- [Excerpted passage]:
+++++
Wednesday 14 August 2013

Shooting around


The above, really poor photo but it's the only one I have, shows me close to the old Ferry Bridge one late afternoon in November 1974, about to go along the seawall on to Elmley and try a bit of duck shooting. You can just make out the single-barrelled shotgun that I am holding. Since those shooting days (I was 27 at the time) I have yo-yo'd between supporting, loathing and now supporting, various forms of shooting, all a bit confusing really. At the time that this photo was taken I was into my second season of what was only really a half-hearted interest in duck shooting and beginning to realise that it just wasn't for me. Therefore it wasn't a lot longer before I had packed up shooting all together and have never wanted to shoot since, but why did I start in the first place?

As I have said many times, I had been interested in all things to do with outdoors and wildlife since my childhood and  between 1966 and 1972 had worked for the Kent River Authority throughout the marshes of Sheppey. Most of the people that I worked with on there were all of a similar age to me and several were also active in countryside sports such as shooting, fishing and rabbiting. One was also related to the Gransden family who were farming on Elmley at the time and that therefore gave me the opportunity to get to know some of them as well.
To have the opportunity to work along the seawalls, watercourses and marshes throughout Sheppey was exciting enough but to do it alongside people who actively practised many of the things that I had simply read about, made it even better. During the winter months we would often spend our lunch breaks walking the marshes alongside our workplace looking for rabbits to catch and I soon learnt how to quickly gut and skin them. In the summertime if we were working along The Swale seawalls we put out baited trot-lines on the mudflats and caught flounders, or we looked for partridge nests so that one of the guys could put the eggs under his broody hen at home and rear the birds for game bird shooting. At weekends in the winter I sometimes acted as a beater on the all day farm shoots held at Elmley by the Gransdens and learnt not only what it was like to skin and gut many dozens of rabbits in one go but also how geese and game birds were left to hang in a barn for a week or so in order to end up better flavoured. Seeing the condition some of those birds were in after a week or so could never tempt me to eat them but that's how they did things then.
+++++
- [Objective]:
Can you carry on the piece about the author's shooting days on Sheppey, beginning right after its last sentence?

- [Data]:
+++++
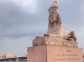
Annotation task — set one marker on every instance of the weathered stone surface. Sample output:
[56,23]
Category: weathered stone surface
[54,54]
[56,35]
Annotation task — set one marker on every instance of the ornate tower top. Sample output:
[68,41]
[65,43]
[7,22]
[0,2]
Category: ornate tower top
[54,3]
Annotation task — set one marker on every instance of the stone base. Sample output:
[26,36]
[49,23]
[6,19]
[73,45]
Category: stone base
[54,54]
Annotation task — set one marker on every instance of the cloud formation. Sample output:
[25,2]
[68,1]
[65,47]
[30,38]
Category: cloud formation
[22,20]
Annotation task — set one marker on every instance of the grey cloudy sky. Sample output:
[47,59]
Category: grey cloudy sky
[22,20]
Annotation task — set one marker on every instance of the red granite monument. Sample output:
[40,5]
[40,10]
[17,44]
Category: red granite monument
[57,45]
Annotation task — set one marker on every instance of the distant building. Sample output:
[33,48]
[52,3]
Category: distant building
[6,56]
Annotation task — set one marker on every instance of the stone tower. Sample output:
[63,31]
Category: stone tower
[57,45]
[56,35]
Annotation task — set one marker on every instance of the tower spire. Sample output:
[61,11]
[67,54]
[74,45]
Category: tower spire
[54,3]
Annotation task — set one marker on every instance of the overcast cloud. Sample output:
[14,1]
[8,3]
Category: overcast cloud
[22,20]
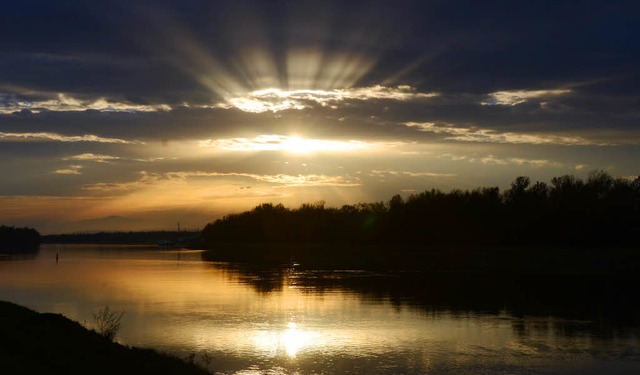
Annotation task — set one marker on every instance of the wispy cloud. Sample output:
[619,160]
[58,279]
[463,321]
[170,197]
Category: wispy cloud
[64,102]
[493,160]
[492,136]
[55,137]
[92,157]
[299,180]
[72,169]
[275,100]
[385,173]
[515,97]
[292,144]
[282,179]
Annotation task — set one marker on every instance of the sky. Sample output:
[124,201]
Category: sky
[138,115]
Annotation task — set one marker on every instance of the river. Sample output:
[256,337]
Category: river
[238,320]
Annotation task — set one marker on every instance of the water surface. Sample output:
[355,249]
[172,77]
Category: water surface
[244,320]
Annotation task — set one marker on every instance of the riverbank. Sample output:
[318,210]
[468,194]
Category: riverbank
[35,343]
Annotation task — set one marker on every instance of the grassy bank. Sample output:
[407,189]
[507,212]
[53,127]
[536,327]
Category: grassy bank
[34,343]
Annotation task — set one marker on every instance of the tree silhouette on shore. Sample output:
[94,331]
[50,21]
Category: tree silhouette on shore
[600,211]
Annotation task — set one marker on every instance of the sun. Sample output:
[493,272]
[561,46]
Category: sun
[298,145]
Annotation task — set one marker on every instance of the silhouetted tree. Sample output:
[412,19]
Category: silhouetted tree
[601,211]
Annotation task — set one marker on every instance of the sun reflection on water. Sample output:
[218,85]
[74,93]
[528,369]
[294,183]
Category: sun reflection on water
[289,341]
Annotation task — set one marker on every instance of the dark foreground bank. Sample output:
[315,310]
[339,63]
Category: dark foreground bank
[34,343]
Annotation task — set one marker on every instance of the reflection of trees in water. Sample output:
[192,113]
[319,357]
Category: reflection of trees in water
[566,305]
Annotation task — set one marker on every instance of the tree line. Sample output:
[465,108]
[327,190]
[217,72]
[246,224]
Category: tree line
[599,211]
[14,239]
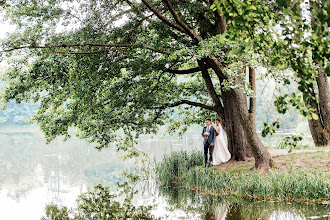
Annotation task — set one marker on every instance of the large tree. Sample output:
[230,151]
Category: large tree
[102,66]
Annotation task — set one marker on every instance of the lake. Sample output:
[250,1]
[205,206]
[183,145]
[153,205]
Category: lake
[34,174]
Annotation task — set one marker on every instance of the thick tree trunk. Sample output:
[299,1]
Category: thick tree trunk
[242,116]
[260,153]
[324,102]
[319,128]
[237,143]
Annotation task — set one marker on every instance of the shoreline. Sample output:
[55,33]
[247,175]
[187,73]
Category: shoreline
[302,177]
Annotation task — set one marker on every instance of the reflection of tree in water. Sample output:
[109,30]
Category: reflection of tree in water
+++++
- [Output for this exercise]:
I loved every minute of it and at the same time learnt many countryside ways and skills that have never left me, and many of them did not involve simply killing things.

My best friend on the KRA at the time did quite a bit of duck shooting on his own and so it was only natural that I would ultimately have a go at that myself, let's face it, most guys do get some kind of thrill from holding and discharging a gun at some stage in their life. My problem with this at the time, was the fact that I hadn't long before re-read Peter Scott's excellent 1961 autobiography "The Eye of the Wind". In there he had described how his long involvement in wildfowling had begun to wane one winter when, after shooting and wounding two geese, he had captured them and then found himself hoping that they wouldn't die. (They didn't die and he kept them for many years at his lighthouse home).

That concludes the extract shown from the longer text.